Information given -
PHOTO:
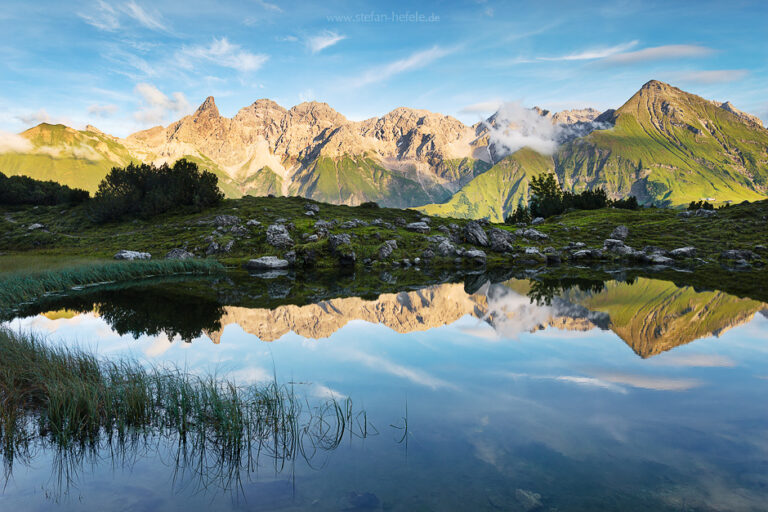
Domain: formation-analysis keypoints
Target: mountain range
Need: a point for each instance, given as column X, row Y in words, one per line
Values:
column 665, row 146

About this task -
Exactly as they stand in the records above, print the lines from the one containing "Target: mountain range" through the final line, inclusive.

Answer to this problem -
Target: mountain range
Need: a point for each instance, given as column X, row Y in words, one per line
Values:
column 665, row 146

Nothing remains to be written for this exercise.